*THE REQUEST*
Each entry in the listing below should be restated word for word.

*Records of labeled points*
........

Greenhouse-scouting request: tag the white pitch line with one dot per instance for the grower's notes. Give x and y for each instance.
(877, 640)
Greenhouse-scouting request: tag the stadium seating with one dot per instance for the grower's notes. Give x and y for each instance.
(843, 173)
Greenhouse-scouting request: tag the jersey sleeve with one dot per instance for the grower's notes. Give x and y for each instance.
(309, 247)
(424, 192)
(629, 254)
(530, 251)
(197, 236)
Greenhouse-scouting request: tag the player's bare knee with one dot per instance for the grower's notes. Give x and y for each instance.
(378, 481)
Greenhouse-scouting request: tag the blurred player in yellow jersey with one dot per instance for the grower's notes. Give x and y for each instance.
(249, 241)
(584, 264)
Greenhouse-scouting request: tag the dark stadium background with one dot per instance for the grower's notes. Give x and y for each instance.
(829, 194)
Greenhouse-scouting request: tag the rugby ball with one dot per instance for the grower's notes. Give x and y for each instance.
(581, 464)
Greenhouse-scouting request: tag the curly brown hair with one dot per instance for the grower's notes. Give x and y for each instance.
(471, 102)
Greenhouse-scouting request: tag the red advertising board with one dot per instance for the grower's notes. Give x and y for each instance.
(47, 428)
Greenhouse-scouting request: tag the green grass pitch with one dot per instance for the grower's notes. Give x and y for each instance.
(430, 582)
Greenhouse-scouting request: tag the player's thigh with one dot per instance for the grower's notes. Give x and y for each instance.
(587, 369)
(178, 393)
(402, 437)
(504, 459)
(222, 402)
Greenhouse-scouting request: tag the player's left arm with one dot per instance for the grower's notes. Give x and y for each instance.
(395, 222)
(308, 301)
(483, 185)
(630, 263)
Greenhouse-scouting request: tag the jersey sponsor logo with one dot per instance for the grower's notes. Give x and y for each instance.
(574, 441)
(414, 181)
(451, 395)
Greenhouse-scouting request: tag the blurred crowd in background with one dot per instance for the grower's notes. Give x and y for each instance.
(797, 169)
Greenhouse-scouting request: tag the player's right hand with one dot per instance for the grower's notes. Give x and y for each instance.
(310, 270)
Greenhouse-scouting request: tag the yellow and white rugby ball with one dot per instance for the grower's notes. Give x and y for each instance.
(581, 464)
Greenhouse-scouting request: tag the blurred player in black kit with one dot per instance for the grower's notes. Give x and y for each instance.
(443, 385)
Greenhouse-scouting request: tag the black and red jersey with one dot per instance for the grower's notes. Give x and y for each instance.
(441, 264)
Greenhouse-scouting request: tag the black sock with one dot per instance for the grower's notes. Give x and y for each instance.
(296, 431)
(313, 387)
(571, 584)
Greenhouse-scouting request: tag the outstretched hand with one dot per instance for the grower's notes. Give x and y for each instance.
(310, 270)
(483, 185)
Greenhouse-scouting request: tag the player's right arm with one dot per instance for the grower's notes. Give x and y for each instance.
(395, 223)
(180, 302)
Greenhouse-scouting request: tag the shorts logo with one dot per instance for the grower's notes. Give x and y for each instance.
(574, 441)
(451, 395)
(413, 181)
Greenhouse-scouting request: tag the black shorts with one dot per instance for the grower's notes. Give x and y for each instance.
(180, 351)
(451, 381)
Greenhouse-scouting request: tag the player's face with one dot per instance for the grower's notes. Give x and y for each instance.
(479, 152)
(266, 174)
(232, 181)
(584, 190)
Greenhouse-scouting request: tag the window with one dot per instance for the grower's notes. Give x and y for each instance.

........

*ANSWER TO THIS EXERCISE*
Greenhouse-scouting request: tag the white pitch line with one dot per instance for the grower's notes. Give x and y for each instance.
(877, 640)
Greenhouse-scouting request: tag the stadium seating with one dot per instance for the grower's notes. Give x and y for each instance.
(843, 173)
Greenhouse-scouting request: tag the jersey sleeve with one dot per instance for the grower's notes. Give x and y for each instance.
(309, 247)
(424, 192)
(629, 254)
(530, 251)
(197, 236)
Greenhouse-scouting request: tag the player's bare knee with one dot per instance for the grower's notes. Give x and y for each instance.
(378, 481)
Greenhouse-scouting request: tag the blurred player in yellow jersey with one dot per instance for the grower's notes. Give x and y for each instance.
(249, 241)
(584, 264)
Greenhouse-scouting request: tag the dark stadium background with one dot per instance for the grower's notes. Give x and y for each instance.
(829, 194)
Greenhouse-scouting request: tag the rugby ball with one dot per instance for the grower's notes. Give x and y for each instance.
(581, 464)
Greenhouse-scouting request: tag the curly brown hair with one dot per instance for the grower's notes. Give x and y for each instance.
(471, 102)
Greenhouse-scouting request: tag the red advertising board with one dot per instance for the grower's notes. Give x and y for each instance.
(47, 428)
Greenhouse-scouting request: tag the green grass pitch with one dot per instance for the grower's notes. Give x and y for each instance.
(430, 582)
Greenhouse-scouting request: tag the player's thigh with one dot per instance for the grower's notes. Give x and y for each instance.
(587, 369)
(178, 393)
(402, 437)
(504, 459)
(222, 402)
Greenhouse-scouting request: tag the player's left arm with one dot per instance for the grower's notes. Give x and y for each instance.
(395, 222)
(308, 301)
(483, 185)
(630, 263)
Greenhouse-scouting request: tag the jersey sponsor logo with one dot per instance for the grower's notes. Give x and y for each instance.
(574, 441)
(414, 181)
(451, 395)
Greenhouse-scouting request: tag the blurred crowd in background with one dot per instance for the grower's notes. Give x and y for each instance.
(797, 169)
Greenhouse-scouting request: tag the player's right hand with one dot per instance for the grower's notes. Give x and y for each instance.
(310, 270)
Greenhouse-scouting request: tag the yellow and white rugby ball with one dot per instance for the grower's notes. Give x and y for each instance.
(581, 464)
Greenhouse-scouting request: tag the blurred player in black kit with one dot per instance for the grower's notes. Give x and y for each instance.
(443, 385)
Greenhouse-scouting request: tag the black and red jersey with one dot per instance for the grower's notes. Give x and y for each instance.
(441, 264)
Greenhouse-scouting request: tag the black sock with one dot per instance for the grower's notes. Give x and y for each instance.
(296, 431)
(313, 387)
(571, 584)
Greenhouse-scouting request: tag the outstretched hand with one dot per instance for the grower's notes. Give x and y for each instance.
(310, 270)
(483, 185)
Greenhouse-scouting request: tag the player's right arm with one dot per instance for the grower's notes. Give x and y for each instance.
(395, 223)
(180, 302)
Greenhouse-scouting request: tag the shorts logo with one dot per instance for the grower's notes. Give x and y for each instance.
(574, 441)
(451, 395)
(413, 181)
Greenhouse-scouting request: tag the black shorts with one dot per instance for the grower's notes. Give x and y for each instance.
(180, 351)
(451, 381)
Greenhouse-scouting request: tag the player's face with one dot per instance for the grower's notes. Give x and y for each instance.
(479, 152)
(266, 174)
(232, 181)
(584, 190)
Greenhouse-scouting request: tag the window with one dot per instance for the grower's notes. Give x and y for each instance.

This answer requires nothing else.